** START OF RECORDS TO PROCESS **

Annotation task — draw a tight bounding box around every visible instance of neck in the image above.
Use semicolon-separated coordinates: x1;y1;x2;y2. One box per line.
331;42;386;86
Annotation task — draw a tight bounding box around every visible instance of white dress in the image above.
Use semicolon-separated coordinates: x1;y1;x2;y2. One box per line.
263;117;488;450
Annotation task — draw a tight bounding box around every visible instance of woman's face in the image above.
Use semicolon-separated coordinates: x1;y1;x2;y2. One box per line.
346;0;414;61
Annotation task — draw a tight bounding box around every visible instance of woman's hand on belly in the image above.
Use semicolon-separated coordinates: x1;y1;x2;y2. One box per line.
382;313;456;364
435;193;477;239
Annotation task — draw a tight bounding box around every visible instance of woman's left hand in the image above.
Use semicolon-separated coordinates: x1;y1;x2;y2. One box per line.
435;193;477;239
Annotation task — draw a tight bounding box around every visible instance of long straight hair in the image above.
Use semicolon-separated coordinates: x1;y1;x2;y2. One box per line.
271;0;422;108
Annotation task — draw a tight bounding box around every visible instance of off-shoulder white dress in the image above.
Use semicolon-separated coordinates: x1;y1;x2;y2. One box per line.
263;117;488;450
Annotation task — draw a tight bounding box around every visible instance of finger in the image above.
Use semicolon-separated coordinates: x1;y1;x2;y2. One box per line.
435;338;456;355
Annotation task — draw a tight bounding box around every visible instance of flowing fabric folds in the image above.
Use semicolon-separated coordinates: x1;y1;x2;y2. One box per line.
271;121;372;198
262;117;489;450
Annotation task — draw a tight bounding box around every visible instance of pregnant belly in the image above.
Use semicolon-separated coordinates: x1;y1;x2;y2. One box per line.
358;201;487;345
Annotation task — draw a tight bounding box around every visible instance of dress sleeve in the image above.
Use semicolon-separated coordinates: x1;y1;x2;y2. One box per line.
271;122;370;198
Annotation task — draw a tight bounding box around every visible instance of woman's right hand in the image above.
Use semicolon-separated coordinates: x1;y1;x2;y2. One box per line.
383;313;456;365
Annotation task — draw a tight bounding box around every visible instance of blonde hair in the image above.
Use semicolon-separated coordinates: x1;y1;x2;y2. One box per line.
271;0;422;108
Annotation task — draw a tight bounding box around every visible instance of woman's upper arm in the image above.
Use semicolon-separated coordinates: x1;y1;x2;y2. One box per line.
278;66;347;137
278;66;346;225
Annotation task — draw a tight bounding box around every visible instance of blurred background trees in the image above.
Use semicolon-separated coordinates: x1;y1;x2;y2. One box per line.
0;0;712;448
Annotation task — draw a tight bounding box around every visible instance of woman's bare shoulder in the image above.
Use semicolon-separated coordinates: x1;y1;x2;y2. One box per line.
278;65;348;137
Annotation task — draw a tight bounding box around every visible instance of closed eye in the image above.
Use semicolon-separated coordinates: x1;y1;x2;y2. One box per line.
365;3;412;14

** END OF RECORDS TO PROCESS **
** START OF RECORDS TO PROCESS **

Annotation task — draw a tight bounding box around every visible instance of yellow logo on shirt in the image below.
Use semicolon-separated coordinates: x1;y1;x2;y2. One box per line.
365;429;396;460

** END OF RECORDS TO PROCESS **
** START OF RECORDS TO PROCESS **

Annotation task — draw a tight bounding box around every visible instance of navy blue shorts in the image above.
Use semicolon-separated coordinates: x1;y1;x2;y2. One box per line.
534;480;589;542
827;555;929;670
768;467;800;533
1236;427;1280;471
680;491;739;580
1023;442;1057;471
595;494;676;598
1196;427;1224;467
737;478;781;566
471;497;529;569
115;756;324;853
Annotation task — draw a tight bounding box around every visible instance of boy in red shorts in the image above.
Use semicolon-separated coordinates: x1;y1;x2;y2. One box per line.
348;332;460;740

** END OF RECORDS TO PROCESS **

**WRITTEN REQUEST:**
Rewrite the entries starting with the line containing "the image below." and going on through the line containing "365;429;396;460", with "yellow logo" replaced by "white logo" and everything else unchanged.

**RESULT OF THIS EXERCISE:**
Annotation task — draw a tight bounding box around every visible instance of white logo on shirt in the image below.
Use semicolon-separated coordinates: x1;y1;x2;y2. One box per line.
365;429;396;460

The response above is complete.